***** DATASET *****
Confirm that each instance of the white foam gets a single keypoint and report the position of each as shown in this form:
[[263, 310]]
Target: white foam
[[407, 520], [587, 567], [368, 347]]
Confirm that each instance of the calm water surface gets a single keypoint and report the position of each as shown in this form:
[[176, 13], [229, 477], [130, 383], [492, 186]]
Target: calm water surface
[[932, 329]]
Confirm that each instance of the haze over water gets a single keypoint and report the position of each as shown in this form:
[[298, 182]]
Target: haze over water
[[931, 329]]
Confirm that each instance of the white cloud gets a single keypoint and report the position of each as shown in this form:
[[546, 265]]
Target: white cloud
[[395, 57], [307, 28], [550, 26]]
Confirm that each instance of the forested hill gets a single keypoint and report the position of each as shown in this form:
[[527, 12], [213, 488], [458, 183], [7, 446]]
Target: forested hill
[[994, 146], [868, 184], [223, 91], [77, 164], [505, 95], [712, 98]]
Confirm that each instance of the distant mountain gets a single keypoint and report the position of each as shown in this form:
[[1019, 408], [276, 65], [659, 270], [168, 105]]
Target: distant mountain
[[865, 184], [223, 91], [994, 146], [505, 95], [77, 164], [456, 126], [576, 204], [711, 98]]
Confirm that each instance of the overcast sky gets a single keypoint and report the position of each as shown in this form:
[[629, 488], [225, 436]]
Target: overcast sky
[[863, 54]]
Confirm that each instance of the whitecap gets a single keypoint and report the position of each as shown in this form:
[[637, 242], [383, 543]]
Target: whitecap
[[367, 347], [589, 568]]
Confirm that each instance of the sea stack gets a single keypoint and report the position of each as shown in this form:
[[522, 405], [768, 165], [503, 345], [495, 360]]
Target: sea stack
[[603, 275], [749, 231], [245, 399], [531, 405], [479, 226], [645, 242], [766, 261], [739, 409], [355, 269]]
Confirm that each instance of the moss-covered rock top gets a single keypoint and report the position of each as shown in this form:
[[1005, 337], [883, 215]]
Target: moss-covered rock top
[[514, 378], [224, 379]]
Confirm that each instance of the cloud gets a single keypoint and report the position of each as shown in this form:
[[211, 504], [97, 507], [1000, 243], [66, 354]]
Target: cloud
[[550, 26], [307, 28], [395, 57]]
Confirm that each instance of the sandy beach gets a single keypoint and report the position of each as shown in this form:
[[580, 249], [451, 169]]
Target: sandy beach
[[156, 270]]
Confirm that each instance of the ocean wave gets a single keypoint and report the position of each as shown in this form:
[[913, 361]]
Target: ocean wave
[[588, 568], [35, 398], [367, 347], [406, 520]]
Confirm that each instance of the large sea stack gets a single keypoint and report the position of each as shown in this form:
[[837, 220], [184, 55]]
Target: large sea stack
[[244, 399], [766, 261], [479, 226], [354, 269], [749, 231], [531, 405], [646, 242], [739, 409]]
*****
■ **ACTIVITY**
Print all the records precisely.

■ **WRITTEN ANSWER**
Confirm that each instance of the white foam gets a single keypoint and report the position of each as shown in this form:
[[263, 310]]
Target: white foam
[[407, 520], [587, 567], [368, 347]]
Confirm that each instance of the calm water surface gets a single keypoint and report the position of each as shown in this form:
[[176, 13], [229, 477], [130, 383], [492, 186]]
Target: calm water surface
[[932, 329]]
Confirm that each instance of the haze over water gets a single keypoint and report the position of each as shown in this form:
[[298, 182]]
Target: haze over water
[[931, 329]]
Confirm that each instance of the white cloud gets a single keypoint and report the position of each as shown in this form:
[[546, 265]]
Target: white cloud
[[395, 57], [307, 28], [550, 26]]
Confirm that each instance of the forested hill gets a single keypoint and report the position of each as shown in this form:
[[527, 12], [213, 488], [458, 183], [7, 446]]
Target: forested hill
[[994, 146], [868, 184], [223, 91], [77, 164], [505, 95], [712, 98]]
Confirm that each instance of the distant mountain gets a single keypoint and report the position of each as shown in this form:
[[1019, 408], [276, 65], [659, 270], [168, 105]]
Target: distant mountain
[[865, 184], [223, 91], [994, 146], [505, 95], [77, 164], [456, 126], [576, 204], [711, 98]]
Confirm that each instance of the overcast sky gets a single keypoint and report the position of each as shown in this form:
[[629, 488], [225, 436]]
Target: overcast sky
[[863, 54]]
Confirm that each instance of the whitecap gets a single keypoint and report the position of each as shown in this form:
[[637, 242], [383, 543]]
Target: whitecap
[[367, 347], [589, 568]]
Confirm that each instance of the sea stack gets a single keypoint and report the position of each as shown in this form:
[[522, 405], [768, 165], [503, 345], [495, 360]]
Target: sea stack
[[603, 275], [749, 231], [245, 399], [531, 405], [479, 226], [645, 242], [766, 261], [739, 409], [355, 269]]
Confirm that each instance of the moss-covered rock top gets a single keypoint and report the position of each as shown in this form:
[[1005, 337], [883, 215]]
Target: moss-covered rock top
[[514, 378], [224, 379]]
Confirm that each instance of the cloud gets a single keypoint and report the position of each as shown in this form:
[[211, 504], [97, 507], [1000, 243], [66, 354]]
Target: cloud
[[550, 26], [307, 28], [395, 57]]
Confirm that each instance of the sandy beach gets a single keypoint and report the position of each as shown in this form:
[[580, 249], [451, 169]]
Target: sandy beach
[[156, 270]]
Confirm that each instance of the ocean wave gets a single keypoint and report the position of each as shown in this form:
[[913, 361]]
Target: ocean wave
[[588, 568], [35, 398], [367, 347], [406, 520]]
Confirm that each instance of the large sea stack gets a single keypoint and report the position of each as shown in this form:
[[837, 220], [184, 55]]
Target: large sea stack
[[244, 399], [766, 261], [479, 226], [354, 269], [749, 231], [531, 405], [646, 242], [739, 409]]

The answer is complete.